= GIVEN PROBLEM =
Rewrite the material below, replacing each "drop a dot" with "place a marker" and keeping every other part identical.

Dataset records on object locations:
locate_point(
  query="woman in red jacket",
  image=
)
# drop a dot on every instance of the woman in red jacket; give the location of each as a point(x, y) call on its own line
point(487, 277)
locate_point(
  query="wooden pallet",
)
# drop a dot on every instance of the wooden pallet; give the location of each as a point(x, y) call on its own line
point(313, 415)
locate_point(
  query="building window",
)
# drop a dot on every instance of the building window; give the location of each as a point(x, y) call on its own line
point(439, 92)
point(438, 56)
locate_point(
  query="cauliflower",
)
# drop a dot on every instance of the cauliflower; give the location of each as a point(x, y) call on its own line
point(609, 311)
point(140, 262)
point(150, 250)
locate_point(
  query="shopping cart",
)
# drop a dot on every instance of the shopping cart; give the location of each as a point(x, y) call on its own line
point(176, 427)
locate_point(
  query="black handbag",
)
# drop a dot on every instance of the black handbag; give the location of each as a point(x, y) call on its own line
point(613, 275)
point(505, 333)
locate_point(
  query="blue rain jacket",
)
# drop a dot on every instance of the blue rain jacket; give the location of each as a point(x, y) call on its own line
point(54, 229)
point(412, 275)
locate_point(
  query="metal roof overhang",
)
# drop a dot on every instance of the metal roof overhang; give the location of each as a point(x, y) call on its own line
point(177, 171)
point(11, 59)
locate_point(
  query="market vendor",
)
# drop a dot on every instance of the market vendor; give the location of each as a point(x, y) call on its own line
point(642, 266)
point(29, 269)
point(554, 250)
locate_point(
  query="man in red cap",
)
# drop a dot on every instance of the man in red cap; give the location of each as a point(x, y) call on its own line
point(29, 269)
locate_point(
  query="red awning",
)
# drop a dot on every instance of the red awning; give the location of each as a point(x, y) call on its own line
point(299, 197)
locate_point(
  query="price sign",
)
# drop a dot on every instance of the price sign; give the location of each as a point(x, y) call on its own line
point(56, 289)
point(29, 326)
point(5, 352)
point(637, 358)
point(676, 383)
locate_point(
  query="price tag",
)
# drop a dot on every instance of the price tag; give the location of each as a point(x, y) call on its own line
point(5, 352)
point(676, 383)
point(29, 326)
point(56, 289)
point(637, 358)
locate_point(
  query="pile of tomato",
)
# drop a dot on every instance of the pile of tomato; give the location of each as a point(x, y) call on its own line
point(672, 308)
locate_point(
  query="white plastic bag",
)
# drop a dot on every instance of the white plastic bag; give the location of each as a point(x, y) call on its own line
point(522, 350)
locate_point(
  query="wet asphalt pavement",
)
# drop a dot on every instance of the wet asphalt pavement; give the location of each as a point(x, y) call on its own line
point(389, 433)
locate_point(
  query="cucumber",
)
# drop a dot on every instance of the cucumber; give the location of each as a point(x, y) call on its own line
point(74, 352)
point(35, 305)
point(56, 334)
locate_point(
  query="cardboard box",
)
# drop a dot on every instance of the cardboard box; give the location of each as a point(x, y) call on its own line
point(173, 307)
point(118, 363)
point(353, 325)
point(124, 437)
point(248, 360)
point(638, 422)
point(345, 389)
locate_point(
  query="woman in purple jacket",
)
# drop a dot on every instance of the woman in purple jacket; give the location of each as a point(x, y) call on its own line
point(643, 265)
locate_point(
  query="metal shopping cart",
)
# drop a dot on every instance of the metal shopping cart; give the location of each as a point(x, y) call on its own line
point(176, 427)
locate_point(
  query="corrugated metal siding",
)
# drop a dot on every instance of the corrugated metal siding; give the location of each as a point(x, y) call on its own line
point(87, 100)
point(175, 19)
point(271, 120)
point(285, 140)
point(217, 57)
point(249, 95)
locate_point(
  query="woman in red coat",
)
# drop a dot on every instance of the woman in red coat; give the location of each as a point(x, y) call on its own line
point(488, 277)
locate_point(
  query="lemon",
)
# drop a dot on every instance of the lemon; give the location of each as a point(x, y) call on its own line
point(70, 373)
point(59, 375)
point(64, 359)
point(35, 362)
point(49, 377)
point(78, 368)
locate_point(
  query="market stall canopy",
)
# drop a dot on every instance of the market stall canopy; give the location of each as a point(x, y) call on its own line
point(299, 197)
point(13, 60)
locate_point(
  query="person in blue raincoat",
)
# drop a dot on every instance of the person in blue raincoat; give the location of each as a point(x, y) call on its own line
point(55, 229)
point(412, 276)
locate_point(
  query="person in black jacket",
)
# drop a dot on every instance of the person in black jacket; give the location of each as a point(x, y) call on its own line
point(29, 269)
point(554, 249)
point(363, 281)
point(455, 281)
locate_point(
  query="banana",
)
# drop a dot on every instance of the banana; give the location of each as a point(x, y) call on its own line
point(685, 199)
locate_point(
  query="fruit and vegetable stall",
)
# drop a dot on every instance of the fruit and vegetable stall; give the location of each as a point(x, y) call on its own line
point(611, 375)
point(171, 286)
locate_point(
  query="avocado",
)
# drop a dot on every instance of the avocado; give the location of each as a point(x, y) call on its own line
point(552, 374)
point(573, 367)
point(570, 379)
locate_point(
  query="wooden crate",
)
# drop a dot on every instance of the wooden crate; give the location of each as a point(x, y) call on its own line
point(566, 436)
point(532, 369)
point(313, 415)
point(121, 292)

= RESPONSE FOR THIS EXERCISE =
locate_point(
  query="woman in red jacket",
  image=
)
# place a marker on every instance of the woman in red jacket; give the location of each as a point(x, y) call on its own line
point(487, 277)
locate_point(
  query="wooden pallet",
)
# place a marker on every instance of the wooden pallet; give the location of each as a point(x, y) call on its own line
point(313, 415)
locate_point(
  query="building window",
)
# place a marker on every instance of the building window; give the location of each as a point(x, y) call on its own line
point(439, 92)
point(438, 56)
locate_point(
  query="cauliflower",
)
# place a marker on every instance of the cauliflower; give the location of each as a point(x, y) call on its own line
point(609, 311)
point(140, 262)
point(150, 250)
locate_point(
  query="shopping cart",
)
# place a marker on every instance of the shopping cart; give the location of each as a point(x, y) call on its own line
point(176, 427)
locate_point(
  query="black handbag",
)
# place a marker on every instance of the black handbag; give the location of each as a point(x, y) call on its own line
point(613, 275)
point(505, 333)
locate_point(
  query="blue rain jacket",
)
# place a marker on every instance of the blue rain jacket; give the location of each as a point(x, y) call on its own line
point(54, 229)
point(412, 275)
locate_point(
  query="metal roof overhang",
)
# place a marker on every instance of the metal roof overhang; give the location of each as a point(x, y) call on its own line
point(177, 171)
point(11, 59)
locate_point(
  query="market vendor",
)
# place a marker on every instance of the market vendor; give the location of each as a point(x, y) call on its own line
point(642, 266)
point(29, 269)
point(554, 250)
locate_point(
  query="man in red cap",
)
# place a marker on every instance of the man in red cap; give the location of each as a point(x, y) call on its own line
point(29, 269)
locate_point(
  query="red awning",
)
# place a marker on every instance of the red awning; give the location of each as a point(x, y) call on its own line
point(299, 197)
locate_point(
  query="price sign",
)
# place a marker on every instance of the price sign; give the location of each as a point(x, y) call on its own line
point(56, 289)
point(29, 326)
point(5, 352)
point(637, 358)
point(676, 383)
locate_point(
  query="price tag",
)
# place a marker on every instance of the price tag; give the location of each as a point(x, y) call on its own line
point(5, 352)
point(676, 383)
point(29, 326)
point(56, 289)
point(637, 358)
locate_point(
  query="pile of tomato",
)
# place a marker on every instance of the pile of tomato; give the location of each as a point(x, y) call on its own line
point(672, 308)
locate_point(
  query="white plastic bag",
)
# place a marker on every instance of the white plastic bag; give the location of each as a point(x, y) call on its own line
point(522, 350)
locate_point(
  query="wet asphalt pavement",
)
# place a marker on every instance of the wet asphalt pavement; give the location of each as a point(x, y) call on its own line
point(389, 433)
locate_point(
  query="cucumber",
)
# place a marker on every instance of the cucumber; give the location of each as a point(x, y) call on its own line
point(74, 352)
point(35, 305)
point(56, 334)
locate_point(
  query="cardboard box",
)
# place a marker on every instance of the cardboard box; give the location of each as a point(x, y) call on its own line
point(173, 307)
point(118, 363)
point(353, 325)
point(124, 437)
point(248, 360)
point(638, 422)
point(345, 389)
locate_point(
  query="woman in purple jacket",
)
# place a marker on every instance of the woman in purple jacket; give the location of each as a point(x, y) call on its own line
point(643, 265)
locate_point(
  query="metal shopping cart",
)
# place a marker on every instance of the metal shopping cart; give the location of each as a point(x, y) call on its own line
point(176, 427)
locate_point(
  query="corrugated metal siding",
)
# place a marker on every instance of the corrugated metal siding; give the location of each as a point(x, y) call on its own line
point(87, 100)
point(175, 19)
point(271, 120)
point(285, 140)
point(217, 57)
point(249, 95)
locate_point(
  query="woman in red coat",
)
# place a marker on every instance of the woman in red coat; give the location of each as a point(x, y) call on its own line
point(488, 277)
locate_point(
  query="lemon",
)
# place a marker on every instance of the lemon; give the location of each as a point(x, y) call on its own line
point(70, 373)
point(59, 375)
point(64, 359)
point(35, 362)
point(49, 377)
point(78, 368)
locate_point(
  query="market stall canopy",
)
# place a marker on every instance of the market stall canopy; give the location of each as a point(x, y) call on its own line
point(299, 197)
point(13, 60)
locate_point(
  query="person in blue raincoat",
)
# place a marker on every instance of the person in blue raincoat; give the location of each as a point(x, y) call on its own line
point(55, 229)
point(412, 276)
locate_point(
  query="person in black jacket",
)
# place a marker on every instance of the person in black jacket; give the location of each as a point(x, y) call on its own line
point(29, 269)
point(554, 249)
point(363, 281)
point(455, 281)
locate_point(
  query="banana",
)
# place a marker on every instance of the banana; give the location of each as a point(x, y) call on its own line
point(685, 199)
locate_point(
  query="fruit and vegetable stall",
)
# place a marker on every instance of the fruit and vegetable stall; give the location of each as a point(x, y) call on its own line
point(611, 375)
point(171, 286)
locate_point(
  query="avocado",
)
# place a marker on every instance of the avocado; give the location of each as a point(x, y) call on its own line
point(552, 374)
point(573, 367)
point(570, 379)
locate_point(
  query="wooden crate",
)
# place a marker on every instance of the wooden crate; give the location of each as a point(x, y) call on its own line
point(566, 436)
point(532, 369)
point(313, 415)
point(121, 292)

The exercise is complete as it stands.